◆ Set task ◆
Find every line in the items that contains the word "wall", and copy each one out. Case matters.

+++ Available records +++

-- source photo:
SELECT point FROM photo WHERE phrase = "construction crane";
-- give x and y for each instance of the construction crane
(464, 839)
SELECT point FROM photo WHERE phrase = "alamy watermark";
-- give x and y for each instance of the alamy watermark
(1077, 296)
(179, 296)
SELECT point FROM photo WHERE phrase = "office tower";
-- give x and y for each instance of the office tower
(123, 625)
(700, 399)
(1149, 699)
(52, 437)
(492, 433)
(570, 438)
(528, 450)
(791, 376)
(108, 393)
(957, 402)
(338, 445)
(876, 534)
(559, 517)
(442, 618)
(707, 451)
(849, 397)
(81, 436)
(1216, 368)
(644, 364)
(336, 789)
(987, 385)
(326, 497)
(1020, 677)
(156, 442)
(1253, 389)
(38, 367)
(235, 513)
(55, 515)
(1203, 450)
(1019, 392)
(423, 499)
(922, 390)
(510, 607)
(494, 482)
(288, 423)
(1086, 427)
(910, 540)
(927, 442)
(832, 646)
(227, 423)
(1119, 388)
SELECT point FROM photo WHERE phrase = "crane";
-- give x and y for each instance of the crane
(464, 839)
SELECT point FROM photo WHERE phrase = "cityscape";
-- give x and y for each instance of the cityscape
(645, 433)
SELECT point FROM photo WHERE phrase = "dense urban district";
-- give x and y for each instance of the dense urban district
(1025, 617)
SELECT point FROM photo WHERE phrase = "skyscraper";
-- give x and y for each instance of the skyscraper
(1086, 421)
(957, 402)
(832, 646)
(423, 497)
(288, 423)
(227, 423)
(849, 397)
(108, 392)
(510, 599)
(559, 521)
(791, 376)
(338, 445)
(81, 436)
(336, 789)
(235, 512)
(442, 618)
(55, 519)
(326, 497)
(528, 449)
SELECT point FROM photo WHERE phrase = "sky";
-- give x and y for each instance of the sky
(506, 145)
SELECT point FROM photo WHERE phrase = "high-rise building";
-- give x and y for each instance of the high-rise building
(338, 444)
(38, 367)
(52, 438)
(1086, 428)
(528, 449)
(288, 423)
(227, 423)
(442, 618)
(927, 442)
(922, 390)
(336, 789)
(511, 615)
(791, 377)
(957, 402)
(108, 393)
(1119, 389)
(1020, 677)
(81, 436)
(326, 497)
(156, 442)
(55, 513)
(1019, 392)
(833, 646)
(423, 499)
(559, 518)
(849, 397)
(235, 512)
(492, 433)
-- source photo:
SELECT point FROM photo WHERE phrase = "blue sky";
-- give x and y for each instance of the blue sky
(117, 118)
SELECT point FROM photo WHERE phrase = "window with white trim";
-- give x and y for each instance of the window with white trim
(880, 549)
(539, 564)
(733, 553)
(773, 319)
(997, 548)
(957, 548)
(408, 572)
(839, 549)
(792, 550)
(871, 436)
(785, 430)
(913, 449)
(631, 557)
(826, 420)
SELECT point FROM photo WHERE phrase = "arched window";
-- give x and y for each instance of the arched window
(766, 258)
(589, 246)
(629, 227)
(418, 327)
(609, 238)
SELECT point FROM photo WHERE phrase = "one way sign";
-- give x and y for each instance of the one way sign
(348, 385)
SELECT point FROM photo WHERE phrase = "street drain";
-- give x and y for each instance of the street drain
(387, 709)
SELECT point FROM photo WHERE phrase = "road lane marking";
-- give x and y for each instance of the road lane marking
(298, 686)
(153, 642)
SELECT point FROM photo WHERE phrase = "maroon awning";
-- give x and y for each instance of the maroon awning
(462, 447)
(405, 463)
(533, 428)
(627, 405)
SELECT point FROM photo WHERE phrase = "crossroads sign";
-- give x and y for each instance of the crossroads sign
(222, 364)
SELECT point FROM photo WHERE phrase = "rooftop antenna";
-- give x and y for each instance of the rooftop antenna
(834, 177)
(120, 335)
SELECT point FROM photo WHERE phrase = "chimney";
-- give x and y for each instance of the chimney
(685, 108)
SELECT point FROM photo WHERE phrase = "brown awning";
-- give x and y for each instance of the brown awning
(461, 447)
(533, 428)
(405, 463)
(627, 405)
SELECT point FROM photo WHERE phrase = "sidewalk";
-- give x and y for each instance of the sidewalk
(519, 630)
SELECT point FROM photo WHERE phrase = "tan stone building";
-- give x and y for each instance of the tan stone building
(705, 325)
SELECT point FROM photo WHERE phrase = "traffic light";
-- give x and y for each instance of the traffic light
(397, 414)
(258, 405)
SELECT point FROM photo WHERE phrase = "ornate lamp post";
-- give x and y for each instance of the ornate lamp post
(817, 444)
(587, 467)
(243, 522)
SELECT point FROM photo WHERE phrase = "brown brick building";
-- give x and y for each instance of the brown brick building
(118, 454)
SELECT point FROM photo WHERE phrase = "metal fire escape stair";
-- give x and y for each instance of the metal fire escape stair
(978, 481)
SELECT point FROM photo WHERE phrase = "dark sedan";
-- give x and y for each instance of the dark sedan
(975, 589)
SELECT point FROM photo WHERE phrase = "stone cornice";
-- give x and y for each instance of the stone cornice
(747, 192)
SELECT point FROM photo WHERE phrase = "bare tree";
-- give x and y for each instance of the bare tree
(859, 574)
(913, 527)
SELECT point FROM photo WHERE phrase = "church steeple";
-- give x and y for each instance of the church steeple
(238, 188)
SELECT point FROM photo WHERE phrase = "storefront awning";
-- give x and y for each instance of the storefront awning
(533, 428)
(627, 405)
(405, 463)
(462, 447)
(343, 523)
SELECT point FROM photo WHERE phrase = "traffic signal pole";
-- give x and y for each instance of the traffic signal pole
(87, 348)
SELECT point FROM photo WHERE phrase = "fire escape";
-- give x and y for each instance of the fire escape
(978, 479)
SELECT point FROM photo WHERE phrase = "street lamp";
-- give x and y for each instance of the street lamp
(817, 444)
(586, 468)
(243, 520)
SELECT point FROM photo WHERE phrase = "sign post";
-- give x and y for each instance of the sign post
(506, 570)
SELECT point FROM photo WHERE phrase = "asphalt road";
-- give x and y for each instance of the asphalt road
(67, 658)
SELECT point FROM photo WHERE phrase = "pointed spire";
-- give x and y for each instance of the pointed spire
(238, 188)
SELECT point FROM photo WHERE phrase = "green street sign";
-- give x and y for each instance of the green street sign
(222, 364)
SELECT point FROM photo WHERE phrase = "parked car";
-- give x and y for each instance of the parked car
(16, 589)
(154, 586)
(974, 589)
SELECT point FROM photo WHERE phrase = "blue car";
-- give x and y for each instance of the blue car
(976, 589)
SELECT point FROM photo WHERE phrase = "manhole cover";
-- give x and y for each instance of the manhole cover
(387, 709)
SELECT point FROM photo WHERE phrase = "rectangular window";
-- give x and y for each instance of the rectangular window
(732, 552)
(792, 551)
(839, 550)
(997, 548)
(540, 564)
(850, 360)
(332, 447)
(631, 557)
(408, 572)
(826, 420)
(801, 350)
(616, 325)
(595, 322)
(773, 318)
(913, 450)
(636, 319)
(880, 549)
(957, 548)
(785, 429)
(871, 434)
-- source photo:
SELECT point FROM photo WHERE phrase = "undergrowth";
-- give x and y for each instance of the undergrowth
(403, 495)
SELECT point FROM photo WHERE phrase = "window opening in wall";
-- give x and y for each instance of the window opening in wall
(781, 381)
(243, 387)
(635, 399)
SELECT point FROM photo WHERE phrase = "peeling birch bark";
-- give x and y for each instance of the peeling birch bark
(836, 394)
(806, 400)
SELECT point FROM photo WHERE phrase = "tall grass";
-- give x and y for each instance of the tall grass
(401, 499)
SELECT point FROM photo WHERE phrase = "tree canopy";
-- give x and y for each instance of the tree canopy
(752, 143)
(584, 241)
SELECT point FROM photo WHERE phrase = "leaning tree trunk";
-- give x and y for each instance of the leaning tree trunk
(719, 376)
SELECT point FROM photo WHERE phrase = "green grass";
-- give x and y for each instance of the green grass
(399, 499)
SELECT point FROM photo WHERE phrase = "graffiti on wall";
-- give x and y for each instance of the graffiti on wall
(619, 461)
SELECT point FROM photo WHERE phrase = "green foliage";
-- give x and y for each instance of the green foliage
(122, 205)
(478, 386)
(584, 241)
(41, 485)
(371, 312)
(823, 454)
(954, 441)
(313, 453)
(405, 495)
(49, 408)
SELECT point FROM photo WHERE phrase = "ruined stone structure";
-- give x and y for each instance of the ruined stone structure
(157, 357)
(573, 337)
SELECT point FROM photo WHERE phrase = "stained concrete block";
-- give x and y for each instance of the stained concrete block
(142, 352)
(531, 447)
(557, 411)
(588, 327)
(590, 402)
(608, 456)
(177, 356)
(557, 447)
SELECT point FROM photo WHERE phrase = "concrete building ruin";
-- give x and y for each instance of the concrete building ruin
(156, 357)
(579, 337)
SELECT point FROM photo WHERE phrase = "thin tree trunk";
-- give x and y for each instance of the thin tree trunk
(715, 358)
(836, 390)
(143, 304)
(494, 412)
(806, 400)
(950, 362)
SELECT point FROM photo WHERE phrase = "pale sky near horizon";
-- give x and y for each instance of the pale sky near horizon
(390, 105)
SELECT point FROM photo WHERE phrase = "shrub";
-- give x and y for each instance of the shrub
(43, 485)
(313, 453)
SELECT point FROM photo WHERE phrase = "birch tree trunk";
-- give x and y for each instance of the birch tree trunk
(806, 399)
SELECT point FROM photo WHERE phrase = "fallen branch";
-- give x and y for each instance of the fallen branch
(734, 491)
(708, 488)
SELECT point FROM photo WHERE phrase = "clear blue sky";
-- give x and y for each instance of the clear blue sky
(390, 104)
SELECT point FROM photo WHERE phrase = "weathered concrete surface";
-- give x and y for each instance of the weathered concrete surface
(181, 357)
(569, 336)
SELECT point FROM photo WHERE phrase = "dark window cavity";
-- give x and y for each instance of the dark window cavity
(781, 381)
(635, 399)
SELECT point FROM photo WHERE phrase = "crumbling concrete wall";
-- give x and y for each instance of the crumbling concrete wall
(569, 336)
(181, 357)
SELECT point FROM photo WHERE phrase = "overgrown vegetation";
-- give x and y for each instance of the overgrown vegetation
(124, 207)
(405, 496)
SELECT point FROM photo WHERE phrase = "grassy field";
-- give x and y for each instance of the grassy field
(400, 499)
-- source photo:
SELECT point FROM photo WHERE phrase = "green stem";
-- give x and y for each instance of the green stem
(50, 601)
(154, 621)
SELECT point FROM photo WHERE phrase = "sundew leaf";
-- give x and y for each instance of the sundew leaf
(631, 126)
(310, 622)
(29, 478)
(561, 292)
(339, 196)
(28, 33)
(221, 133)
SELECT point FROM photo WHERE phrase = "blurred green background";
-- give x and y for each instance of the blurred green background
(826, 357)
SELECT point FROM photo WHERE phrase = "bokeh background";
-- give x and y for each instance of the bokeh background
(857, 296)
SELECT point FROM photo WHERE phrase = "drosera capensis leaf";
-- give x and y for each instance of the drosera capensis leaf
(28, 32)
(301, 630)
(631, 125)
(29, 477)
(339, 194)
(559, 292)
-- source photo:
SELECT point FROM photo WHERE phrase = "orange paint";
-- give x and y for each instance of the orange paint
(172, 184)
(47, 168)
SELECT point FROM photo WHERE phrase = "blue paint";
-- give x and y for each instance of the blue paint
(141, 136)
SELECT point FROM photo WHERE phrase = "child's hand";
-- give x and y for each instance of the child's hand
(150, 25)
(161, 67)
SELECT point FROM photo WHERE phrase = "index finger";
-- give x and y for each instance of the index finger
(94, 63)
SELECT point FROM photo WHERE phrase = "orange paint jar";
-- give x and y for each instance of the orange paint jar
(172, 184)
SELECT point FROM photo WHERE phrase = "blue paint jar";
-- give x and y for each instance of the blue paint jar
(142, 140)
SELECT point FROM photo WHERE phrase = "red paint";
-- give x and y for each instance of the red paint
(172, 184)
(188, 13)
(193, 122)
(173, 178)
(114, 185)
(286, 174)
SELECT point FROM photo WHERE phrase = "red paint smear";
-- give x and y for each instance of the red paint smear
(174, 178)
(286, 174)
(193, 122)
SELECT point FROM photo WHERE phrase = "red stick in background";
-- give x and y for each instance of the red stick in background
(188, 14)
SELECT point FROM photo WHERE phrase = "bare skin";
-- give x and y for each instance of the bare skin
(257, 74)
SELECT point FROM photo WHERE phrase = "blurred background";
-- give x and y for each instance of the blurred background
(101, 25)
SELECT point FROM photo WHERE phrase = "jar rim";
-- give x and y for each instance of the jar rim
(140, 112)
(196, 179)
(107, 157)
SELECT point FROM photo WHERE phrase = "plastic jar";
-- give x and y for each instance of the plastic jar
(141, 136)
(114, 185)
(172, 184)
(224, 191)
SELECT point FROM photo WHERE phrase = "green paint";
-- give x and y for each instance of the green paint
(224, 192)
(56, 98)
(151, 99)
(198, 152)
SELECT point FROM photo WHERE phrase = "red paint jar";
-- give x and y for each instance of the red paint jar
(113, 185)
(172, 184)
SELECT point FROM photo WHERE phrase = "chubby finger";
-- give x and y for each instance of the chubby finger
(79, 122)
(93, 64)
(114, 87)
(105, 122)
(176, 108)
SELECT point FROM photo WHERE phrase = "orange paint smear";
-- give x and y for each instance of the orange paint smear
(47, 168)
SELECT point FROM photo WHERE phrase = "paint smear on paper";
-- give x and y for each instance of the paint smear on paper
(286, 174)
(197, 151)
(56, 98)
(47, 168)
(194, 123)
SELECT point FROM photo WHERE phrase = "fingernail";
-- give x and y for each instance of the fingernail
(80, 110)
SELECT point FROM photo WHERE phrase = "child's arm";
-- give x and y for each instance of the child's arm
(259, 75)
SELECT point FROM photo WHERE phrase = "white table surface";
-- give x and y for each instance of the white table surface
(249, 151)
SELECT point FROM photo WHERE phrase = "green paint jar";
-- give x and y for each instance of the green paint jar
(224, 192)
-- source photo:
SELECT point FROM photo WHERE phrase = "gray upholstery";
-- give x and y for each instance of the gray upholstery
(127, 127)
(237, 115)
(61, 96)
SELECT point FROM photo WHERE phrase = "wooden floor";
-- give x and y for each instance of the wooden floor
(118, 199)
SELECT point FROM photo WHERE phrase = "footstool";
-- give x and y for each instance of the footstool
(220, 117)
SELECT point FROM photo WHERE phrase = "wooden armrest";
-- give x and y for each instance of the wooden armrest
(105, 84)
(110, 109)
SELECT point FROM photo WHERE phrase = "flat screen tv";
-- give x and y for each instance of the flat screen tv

+++

◆ Solution to this problem ◆
SELECT point FROM photo WHERE phrase = "window opening in wall";
-- give x and y for each instance of the window opening in wall
SELECT point FROM photo WHERE phrase = "graffiti on wall";
-- give x and y for each instance of the graffiti on wall
SELECT point FROM photo WHERE phrase = "crumbling concrete wall";
-- give x and y for each instance of the crumbling concrete wall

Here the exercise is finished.